# Tarefa proposta 1
Devolva, sem mudar nada, o trecho do artigo sobre a lei natural que vai de "Paulo Eduardo Razuk" até "eclesiástica (1).", incluindo essas palavras.
# Tarefa proposta 2
Retome o artigo sobre a lei natural e siga escrevendo logo depois da última frase que aparece.

# Artigo
Paulo Eduardo Razuk
I
Santo Tomás de Aquino distingue a
lei eterna, ordenação da sabedoria divina que governa todas as criaturas; a lei
natural, participação da lei eterna na criatura racional; e a lei positiva, uma
ordenação da razão promulgada para o bem comum, pela autoridade, civil ou
eclesiástica (1).
Na lição de José Pedro Galvâo de Souza, as leis não podem ser elaboradas arbitrariamente pelo legislador. Há uma justiça anterior e superior à lei escrita, há direitos que precedem a feitura das normas estatuídas pelo poder civil competente. Esta justiça e estes direitos não dependem das prescrições da ordem jurídica positiva, fundamentam-se na lei natural, a qual, por sua vez, é uma participação da lei eterna no homem (2).
Ninguém melhor que Cícero
discorreu sobre a lei natural, a verdadeira lei, a reta razão, conforme a
natureza, em todos inscrita, constante, sempiterna
(3). “Se a vontade dos povos, os decretos dos chefes, as sentenças dos juízes,
constituíssem o direito, então para criar o direito ao latrocínio, ao
adultério, à falsificação dos testamentos, seria bastante que tais modos de
agir tivessem o beneplácito das sociedades. Se tanto fosse o poder das
sentenças e das ordens dos insensatos, que estas chegassem ao ponto de alterar,
com suas deliberações, a natureza das coisas, por que motivo não poderiam os
mesmos decidir que o que é mau e pernicioso se considerasse bom e salutar? Ou
por que motivo a lei, podendo transformar uma injúria em direito, não poderia
converter o mal no bem? É que, para distinguir as leis boas das más, outra
norma não temos que não a da natureza” (4).

# Dados fornecidos
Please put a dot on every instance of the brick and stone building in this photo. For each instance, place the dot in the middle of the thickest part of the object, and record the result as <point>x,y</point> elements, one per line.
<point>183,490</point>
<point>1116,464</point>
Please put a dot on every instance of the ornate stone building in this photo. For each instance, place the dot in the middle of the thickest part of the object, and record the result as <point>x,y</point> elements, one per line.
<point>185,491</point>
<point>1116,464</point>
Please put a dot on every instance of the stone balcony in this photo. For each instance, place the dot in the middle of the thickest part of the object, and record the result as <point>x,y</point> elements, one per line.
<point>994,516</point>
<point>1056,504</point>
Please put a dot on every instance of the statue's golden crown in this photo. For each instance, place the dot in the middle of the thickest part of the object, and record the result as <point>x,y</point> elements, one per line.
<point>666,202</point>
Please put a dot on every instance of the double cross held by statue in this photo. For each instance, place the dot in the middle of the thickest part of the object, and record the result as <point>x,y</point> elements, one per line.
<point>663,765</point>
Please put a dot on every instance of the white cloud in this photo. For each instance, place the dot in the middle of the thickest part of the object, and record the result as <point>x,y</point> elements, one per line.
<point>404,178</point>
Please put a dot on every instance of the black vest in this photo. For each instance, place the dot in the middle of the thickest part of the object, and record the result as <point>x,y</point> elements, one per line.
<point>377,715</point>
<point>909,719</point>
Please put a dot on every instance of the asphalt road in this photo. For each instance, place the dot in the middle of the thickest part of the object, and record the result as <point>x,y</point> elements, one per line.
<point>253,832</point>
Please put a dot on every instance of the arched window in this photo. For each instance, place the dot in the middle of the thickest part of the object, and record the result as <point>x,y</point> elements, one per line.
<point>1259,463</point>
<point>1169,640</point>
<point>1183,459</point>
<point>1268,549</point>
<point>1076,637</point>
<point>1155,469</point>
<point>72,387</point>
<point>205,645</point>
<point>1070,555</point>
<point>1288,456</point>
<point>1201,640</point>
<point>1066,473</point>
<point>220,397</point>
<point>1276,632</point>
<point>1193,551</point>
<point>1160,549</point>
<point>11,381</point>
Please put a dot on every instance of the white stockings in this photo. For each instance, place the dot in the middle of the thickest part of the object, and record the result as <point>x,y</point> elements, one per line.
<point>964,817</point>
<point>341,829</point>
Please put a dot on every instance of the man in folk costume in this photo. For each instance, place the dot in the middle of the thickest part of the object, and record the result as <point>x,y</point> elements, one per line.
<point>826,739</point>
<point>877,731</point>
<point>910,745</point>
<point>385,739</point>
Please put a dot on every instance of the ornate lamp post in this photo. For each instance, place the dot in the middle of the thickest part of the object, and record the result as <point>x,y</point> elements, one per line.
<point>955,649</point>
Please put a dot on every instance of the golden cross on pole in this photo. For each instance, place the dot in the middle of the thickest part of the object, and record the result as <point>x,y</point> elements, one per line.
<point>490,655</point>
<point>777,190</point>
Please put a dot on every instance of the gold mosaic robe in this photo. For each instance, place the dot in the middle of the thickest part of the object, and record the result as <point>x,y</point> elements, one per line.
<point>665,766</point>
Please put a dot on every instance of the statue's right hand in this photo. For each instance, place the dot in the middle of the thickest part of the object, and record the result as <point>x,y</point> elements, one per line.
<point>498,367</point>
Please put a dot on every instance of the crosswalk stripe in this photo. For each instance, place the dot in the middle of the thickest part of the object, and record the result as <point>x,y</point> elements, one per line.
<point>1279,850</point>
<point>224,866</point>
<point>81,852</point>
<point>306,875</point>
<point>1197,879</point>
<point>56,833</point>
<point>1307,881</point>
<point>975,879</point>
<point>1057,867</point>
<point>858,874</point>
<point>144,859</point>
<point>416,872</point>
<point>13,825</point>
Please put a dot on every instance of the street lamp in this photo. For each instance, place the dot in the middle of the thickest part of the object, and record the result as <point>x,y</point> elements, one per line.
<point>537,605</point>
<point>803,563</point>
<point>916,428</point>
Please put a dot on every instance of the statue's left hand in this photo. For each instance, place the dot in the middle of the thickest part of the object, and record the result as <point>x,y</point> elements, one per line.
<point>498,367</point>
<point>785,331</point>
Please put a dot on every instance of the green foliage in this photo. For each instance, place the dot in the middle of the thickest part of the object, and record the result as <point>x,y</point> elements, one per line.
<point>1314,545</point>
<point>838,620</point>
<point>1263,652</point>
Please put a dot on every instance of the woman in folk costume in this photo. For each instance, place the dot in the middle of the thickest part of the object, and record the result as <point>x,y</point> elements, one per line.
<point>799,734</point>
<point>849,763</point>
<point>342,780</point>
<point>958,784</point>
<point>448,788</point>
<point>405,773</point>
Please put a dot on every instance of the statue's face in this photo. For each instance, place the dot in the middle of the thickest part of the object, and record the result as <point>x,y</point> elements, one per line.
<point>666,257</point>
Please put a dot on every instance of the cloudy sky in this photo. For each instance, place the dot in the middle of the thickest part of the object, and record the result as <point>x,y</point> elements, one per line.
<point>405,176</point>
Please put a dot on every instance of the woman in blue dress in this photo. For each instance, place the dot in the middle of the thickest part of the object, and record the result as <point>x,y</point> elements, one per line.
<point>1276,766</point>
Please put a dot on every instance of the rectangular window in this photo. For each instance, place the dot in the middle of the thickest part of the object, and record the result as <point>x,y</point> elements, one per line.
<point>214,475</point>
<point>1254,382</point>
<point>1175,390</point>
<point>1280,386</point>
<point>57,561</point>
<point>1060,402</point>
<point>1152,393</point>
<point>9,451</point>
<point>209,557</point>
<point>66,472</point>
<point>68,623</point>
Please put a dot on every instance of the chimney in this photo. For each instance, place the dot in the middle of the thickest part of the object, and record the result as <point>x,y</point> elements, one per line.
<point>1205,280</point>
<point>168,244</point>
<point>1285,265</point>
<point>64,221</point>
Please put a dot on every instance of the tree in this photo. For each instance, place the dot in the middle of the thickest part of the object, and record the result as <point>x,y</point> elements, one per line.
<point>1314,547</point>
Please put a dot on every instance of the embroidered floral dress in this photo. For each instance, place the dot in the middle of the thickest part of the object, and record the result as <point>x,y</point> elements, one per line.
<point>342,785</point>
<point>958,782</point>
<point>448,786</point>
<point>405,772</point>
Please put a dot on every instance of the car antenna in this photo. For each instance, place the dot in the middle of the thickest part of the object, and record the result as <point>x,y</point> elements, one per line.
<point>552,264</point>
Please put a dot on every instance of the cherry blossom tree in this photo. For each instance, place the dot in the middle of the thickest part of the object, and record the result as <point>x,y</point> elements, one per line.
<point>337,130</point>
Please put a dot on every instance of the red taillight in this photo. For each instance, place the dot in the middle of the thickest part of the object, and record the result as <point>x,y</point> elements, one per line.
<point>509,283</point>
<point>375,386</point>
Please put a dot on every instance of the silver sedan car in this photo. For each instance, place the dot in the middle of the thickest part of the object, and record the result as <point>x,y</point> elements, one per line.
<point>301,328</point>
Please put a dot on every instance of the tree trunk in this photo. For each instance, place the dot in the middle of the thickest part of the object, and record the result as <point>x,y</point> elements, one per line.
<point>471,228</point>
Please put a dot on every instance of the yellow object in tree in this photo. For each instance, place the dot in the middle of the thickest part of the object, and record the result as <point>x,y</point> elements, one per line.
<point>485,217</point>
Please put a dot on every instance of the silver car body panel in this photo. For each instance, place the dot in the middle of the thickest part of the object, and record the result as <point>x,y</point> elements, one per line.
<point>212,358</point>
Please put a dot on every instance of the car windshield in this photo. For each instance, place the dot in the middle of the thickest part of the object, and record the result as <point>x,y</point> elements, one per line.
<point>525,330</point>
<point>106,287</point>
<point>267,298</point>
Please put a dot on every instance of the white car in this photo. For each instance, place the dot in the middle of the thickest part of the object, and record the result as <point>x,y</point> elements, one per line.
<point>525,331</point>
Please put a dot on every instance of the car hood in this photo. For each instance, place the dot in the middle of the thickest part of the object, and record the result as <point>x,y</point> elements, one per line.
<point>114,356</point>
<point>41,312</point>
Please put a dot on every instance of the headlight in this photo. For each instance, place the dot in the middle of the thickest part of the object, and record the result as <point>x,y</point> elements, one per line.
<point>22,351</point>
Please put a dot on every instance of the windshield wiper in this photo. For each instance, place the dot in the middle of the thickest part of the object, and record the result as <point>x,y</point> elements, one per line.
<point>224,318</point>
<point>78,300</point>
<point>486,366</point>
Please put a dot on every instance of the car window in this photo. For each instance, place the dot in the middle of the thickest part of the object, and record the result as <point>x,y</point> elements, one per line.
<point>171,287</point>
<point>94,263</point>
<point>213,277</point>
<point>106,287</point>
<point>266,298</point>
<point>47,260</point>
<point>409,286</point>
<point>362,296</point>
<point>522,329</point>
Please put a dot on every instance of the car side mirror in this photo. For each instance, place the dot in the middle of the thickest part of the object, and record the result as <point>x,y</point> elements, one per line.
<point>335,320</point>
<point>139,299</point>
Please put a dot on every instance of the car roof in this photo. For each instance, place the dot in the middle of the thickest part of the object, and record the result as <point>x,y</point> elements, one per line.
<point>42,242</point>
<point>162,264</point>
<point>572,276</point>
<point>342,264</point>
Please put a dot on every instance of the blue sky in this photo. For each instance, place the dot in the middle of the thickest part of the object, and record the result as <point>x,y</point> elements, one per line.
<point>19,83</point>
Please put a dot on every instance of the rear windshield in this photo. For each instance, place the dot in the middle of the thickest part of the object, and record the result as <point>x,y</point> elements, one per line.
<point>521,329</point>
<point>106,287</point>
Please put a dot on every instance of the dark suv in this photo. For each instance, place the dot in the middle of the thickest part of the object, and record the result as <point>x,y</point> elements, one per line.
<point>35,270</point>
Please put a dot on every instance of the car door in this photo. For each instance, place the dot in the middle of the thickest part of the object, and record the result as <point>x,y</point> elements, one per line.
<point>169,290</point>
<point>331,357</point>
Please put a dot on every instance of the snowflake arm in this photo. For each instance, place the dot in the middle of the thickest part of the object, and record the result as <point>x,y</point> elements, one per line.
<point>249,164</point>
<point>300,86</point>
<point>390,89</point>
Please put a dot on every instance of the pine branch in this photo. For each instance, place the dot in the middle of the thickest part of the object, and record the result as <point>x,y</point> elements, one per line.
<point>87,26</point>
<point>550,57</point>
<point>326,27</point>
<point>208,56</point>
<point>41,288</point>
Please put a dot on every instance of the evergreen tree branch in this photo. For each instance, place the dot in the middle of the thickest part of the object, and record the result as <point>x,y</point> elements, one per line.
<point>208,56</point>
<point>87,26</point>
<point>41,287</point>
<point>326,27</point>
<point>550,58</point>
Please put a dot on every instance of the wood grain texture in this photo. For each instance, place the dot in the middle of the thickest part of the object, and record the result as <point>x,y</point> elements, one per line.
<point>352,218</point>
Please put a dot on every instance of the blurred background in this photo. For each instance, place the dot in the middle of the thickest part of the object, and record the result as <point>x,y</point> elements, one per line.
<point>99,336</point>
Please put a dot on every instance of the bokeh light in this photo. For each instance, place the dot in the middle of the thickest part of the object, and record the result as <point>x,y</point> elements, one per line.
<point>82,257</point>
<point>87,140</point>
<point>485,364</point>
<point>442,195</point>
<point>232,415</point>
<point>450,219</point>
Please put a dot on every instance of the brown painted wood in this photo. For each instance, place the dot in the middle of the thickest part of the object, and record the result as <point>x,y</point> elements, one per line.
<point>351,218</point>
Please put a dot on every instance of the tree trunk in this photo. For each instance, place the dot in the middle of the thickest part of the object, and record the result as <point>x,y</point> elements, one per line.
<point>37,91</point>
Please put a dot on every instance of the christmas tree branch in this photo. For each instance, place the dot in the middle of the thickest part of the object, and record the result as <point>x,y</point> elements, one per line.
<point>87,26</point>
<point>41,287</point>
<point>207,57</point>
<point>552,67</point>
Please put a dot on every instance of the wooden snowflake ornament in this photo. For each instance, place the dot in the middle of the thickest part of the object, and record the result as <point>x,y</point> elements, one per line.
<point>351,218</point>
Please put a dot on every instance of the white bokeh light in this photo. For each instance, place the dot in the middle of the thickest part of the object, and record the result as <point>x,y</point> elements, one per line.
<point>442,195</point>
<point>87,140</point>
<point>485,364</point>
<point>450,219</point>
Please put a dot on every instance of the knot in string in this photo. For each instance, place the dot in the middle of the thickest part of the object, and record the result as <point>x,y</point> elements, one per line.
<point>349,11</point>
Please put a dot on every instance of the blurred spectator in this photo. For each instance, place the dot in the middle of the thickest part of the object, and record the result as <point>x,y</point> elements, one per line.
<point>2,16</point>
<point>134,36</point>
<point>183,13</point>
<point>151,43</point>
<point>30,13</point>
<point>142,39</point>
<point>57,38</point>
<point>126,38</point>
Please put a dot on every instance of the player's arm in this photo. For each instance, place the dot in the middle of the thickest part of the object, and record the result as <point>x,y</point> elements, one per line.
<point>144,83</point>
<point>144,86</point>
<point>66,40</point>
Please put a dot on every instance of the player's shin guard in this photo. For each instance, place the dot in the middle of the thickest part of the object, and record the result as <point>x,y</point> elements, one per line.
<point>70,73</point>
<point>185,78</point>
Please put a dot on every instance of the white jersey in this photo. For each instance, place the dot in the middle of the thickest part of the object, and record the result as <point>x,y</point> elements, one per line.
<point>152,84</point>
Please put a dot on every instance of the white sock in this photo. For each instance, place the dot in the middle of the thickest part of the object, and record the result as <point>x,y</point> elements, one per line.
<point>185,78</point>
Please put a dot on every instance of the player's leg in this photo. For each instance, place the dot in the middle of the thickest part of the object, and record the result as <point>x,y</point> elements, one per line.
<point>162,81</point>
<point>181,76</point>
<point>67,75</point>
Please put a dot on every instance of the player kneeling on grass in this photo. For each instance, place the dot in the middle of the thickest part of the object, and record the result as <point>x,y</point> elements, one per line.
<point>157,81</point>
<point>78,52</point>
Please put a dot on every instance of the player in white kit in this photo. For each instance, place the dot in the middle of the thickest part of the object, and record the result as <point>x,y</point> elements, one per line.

# Resposta da tarefa 1
Paulo Eduardo Razuk
I
Santo Tomás de Aquino distingue a
lei eterna, ordenação da sabedoria divina que governa todas as criaturas; a lei
natural, participação da lei eterna na criatura racional; e a lei positiva, uma
ordenação da razão promulgada para o bem comum, pela autoridade, civil ou
eclesiástica (1).

# Resposta da tarefa 2
Todavia, fora Sófocles, na
tragédia Antígona, que houvera posto na boca da personagem a fala mais candente
em prol do direito natural, a propósito do direito de sepultar condignamente o
irmão Polinice, contrariando decreto do rei Creonte:
“Sim, porque não foi Zeus que o
promulgou; e a Justiça, a deusa que habita com as divindades subterrâneas
jamais estabeleceu tal decreto entre os humanos; nem eu creio que teu édito
tenha força bastante para conferir a um mortal o poder de infringir as leis
divinas, que nunca foram escritas, mas são irrevogáveis, não existem a partir
de ontem, ou de hoje; são eternas, sim! E ninguém sabe desde quando vigoram!
Tais decretos, eu, que não tenho o poder de homem algum, posso violar sem que
por isso me venham a punir os deuses!“ (5).
II
O direito à liberdade é inato ao
ser humano, tendo em vista a dignidade da sua pessoa. É multifacetado,
englobando a liberdade física, de pensamento, de expressão e de religião.
O direito à liberdade religiosa
desenvolve-se em diferentes planos, de pensamento íntimo, da vivência
particular e de expressão social e comunitária. No plano pessoal, de pensar e
viver de acordo com a sua consciência, sem coação externa, excluída toda
discriminação jurídica e política por motivo religioso, No plano social, de
garantia do direito ao exercício público e comunitário da religião. É da
natureza social do homem a vivência da religião em comunidade (6).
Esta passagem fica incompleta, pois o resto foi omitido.